● Extracted entries
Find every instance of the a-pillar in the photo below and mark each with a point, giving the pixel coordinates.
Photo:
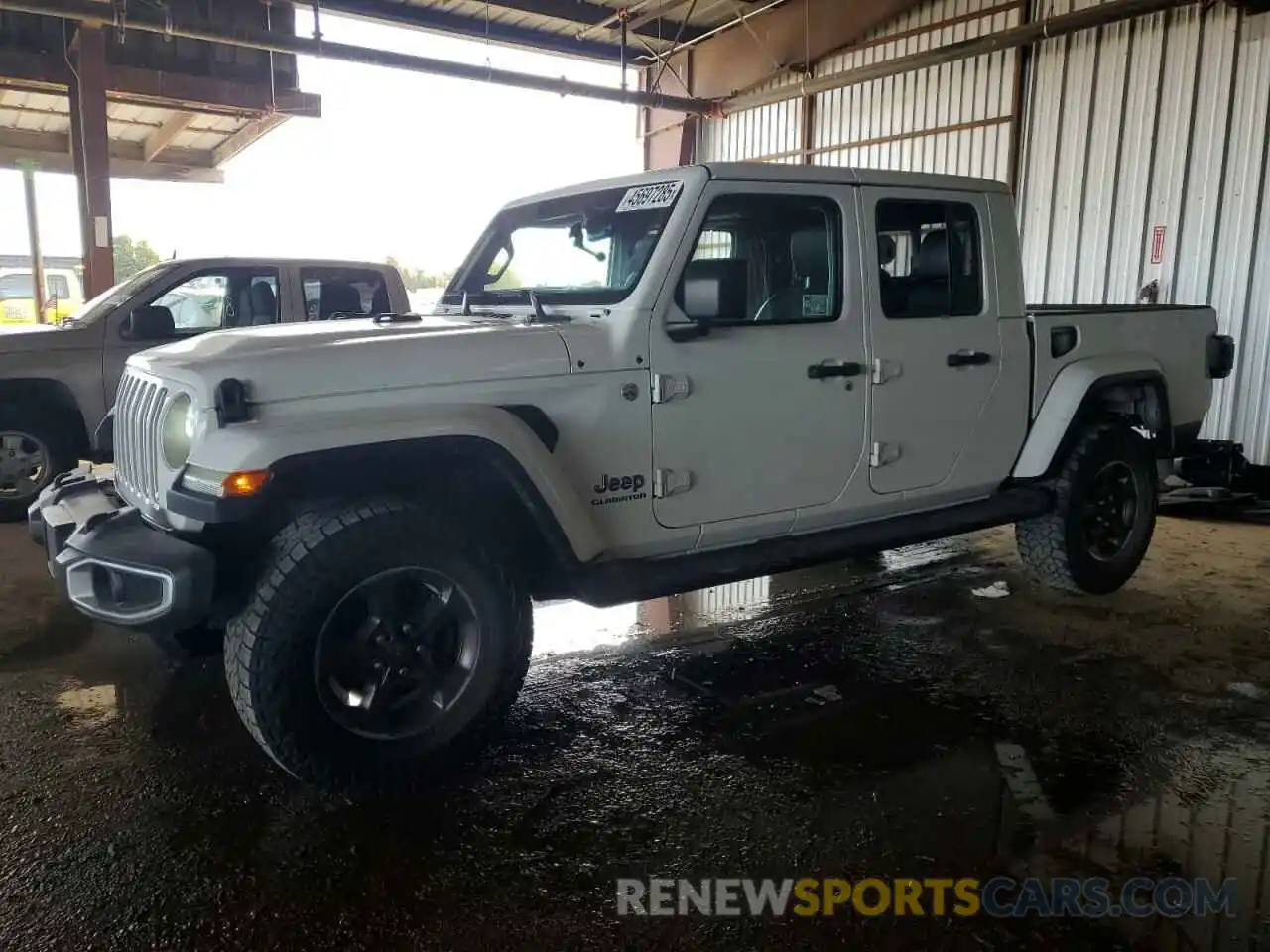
(90, 144)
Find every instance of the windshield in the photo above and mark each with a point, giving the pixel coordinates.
(589, 248)
(108, 299)
(17, 286)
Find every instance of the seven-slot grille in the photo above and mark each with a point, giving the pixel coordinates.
(137, 412)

● Aim
Repeat every item above word for word, leaving out the pictures.

● Written answer
Find every instance of the a-pillar in the photo below and mark each with a point, giving the pixel coordinates.
Photo:
(90, 144)
Find every instance of the windshield in the photo above and mark each with a point, giving the pixel coordinates.
(589, 248)
(108, 299)
(17, 286)
Find every instance of the seven-slot grille in the photo above and mark each with a point, giving the pixel coordinates.
(137, 412)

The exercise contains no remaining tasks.